## REQUIRED TASK
Each line from the one that contains "Q: Tag one point on each instance of the man's face" to the end of the material must be quoted exactly; include both end lines and nothing else.

──────

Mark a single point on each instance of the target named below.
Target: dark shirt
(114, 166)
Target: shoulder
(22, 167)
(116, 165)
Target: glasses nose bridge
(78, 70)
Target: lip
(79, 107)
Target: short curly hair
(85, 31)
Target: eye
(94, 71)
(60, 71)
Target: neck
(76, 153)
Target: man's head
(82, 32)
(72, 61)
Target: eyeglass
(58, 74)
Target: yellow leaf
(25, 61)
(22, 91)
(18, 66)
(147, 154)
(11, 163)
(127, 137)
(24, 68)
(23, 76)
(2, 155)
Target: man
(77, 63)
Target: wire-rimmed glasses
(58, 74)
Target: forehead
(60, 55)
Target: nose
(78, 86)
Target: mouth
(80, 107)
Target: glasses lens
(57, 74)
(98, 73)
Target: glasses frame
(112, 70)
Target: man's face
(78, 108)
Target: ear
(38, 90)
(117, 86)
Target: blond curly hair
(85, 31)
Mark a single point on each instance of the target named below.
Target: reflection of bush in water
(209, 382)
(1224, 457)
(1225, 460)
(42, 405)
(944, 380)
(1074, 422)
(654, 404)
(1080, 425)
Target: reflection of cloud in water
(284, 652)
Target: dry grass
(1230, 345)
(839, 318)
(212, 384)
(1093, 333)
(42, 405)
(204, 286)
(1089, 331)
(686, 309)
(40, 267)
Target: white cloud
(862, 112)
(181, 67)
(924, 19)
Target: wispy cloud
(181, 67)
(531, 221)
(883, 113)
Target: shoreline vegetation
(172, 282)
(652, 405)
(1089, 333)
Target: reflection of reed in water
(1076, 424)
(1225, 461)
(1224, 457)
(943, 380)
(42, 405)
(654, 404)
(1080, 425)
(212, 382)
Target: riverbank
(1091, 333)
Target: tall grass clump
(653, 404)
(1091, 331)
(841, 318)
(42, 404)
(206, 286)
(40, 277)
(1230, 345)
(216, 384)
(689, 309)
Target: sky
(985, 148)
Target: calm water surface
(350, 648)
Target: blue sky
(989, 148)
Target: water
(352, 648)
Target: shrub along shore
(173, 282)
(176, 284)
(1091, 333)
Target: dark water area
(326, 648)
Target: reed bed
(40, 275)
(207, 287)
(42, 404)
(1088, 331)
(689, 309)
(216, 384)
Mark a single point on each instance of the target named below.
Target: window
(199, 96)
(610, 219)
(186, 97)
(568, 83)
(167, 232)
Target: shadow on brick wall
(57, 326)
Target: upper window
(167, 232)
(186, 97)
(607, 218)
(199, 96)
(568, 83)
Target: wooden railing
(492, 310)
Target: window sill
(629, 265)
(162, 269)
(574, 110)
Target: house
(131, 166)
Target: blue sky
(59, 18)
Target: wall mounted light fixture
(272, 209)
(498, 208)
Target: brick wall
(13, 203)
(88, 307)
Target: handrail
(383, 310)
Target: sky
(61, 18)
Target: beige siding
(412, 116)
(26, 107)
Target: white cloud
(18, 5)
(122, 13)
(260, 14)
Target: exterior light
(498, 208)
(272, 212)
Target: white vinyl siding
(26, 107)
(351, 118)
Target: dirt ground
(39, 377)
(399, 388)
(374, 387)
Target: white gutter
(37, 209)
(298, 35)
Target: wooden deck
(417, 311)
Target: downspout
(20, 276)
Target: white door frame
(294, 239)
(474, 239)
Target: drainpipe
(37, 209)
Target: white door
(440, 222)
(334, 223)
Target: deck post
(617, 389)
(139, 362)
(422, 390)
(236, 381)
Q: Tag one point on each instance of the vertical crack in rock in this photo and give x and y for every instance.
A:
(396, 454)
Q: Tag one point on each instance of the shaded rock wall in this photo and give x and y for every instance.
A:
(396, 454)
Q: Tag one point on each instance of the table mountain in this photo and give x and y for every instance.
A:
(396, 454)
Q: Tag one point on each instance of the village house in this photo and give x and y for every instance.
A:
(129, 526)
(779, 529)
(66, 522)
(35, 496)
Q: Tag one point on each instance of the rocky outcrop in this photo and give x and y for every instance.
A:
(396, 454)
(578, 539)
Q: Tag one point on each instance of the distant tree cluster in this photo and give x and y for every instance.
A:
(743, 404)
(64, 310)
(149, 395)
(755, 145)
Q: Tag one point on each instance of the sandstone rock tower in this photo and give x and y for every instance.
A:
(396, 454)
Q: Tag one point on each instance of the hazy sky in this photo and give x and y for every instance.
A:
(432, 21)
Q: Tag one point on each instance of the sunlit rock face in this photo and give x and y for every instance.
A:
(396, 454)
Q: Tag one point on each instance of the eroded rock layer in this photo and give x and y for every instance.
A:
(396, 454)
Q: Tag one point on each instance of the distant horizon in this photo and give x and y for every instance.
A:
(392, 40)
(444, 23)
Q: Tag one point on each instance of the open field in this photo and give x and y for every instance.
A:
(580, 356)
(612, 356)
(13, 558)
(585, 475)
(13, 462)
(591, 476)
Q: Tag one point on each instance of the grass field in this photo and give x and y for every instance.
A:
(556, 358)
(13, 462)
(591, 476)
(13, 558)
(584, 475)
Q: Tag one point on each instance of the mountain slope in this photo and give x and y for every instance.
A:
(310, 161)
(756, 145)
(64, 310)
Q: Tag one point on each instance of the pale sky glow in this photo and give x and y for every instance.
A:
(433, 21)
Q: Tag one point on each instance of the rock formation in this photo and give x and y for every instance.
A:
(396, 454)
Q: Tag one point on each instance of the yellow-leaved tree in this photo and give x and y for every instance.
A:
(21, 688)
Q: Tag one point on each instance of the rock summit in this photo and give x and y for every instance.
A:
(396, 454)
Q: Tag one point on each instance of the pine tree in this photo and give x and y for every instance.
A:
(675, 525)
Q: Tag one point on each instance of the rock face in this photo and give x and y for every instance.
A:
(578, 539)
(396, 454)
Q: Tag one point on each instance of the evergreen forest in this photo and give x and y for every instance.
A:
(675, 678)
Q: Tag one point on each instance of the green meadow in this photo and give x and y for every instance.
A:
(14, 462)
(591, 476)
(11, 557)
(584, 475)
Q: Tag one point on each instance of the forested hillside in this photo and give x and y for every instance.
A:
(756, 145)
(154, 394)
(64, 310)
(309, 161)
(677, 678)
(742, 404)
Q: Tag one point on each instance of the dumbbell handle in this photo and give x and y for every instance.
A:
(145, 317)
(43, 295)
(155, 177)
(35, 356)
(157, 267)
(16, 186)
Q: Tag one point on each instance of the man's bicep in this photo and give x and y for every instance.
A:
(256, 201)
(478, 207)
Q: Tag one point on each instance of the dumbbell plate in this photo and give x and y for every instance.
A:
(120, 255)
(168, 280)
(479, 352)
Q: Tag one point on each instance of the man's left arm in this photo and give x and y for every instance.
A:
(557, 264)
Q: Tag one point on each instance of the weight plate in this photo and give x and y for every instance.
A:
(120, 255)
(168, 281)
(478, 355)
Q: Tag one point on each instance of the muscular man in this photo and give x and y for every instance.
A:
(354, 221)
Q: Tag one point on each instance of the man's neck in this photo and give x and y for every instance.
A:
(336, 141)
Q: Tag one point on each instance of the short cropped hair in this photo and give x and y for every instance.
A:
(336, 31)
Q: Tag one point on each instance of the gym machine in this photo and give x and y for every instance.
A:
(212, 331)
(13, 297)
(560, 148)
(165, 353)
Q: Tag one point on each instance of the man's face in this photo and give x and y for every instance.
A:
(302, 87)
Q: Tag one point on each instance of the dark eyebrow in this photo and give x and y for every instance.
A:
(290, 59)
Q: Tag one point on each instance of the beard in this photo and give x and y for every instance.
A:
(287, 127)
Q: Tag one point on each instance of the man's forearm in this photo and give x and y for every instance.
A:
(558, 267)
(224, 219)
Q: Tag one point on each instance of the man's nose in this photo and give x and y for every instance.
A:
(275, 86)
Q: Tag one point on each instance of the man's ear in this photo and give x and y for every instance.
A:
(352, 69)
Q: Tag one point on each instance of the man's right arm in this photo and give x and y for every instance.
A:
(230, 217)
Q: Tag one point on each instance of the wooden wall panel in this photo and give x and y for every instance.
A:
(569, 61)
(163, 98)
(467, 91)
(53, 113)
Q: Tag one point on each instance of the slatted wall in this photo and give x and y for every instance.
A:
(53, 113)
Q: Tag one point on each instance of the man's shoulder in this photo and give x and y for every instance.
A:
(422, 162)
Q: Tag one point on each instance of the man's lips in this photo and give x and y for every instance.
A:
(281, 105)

──────

## WRITTEN SOLUTION
Q: Tag one point on each instance of the man's face in this photo and give x and y for every instance.
A:
(302, 87)
Q: Tag one point on each instance of the dark eyebrow in this photo and give x and y for every instance.
A:
(290, 59)
Q: Tag one point on each instance of the beard in this photo and give x and y for every instance.
A:
(287, 127)
Q: Tag one point on each instance of the man's forearm in this photo and give x and y for every instance.
A:
(558, 267)
(224, 219)
Q: Tag one point on each instance of the man's nose in this photo and give x and y for every instance.
A:
(275, 86)
Q: Tag one point on each instance of the man's ear in this photo and give x and y for every instance.
A:
(352, 69)
Q: Tag one point on each instance of the man's right arm in this photo and give x and y for every instance.
A:
(230, 217)
Q: Tag one point on each instance of the wooden wall panel in this photo and give x and y for every instance.
A:
(569, 61)
(163, 98)
(467, 91)
(53, 113)
Q: Tag one point on each instance of the slatted wall in this photo and give x and y for every instance.
A:
(53, 113)
Q: Tag one point on each instance of the man's shoulder in this photo and give x and y for every instance.
A:
(422, 162)
Q: Tag one point on each instance of the man's lips in this photo and give x and y for every instance.
A:
(281, 105)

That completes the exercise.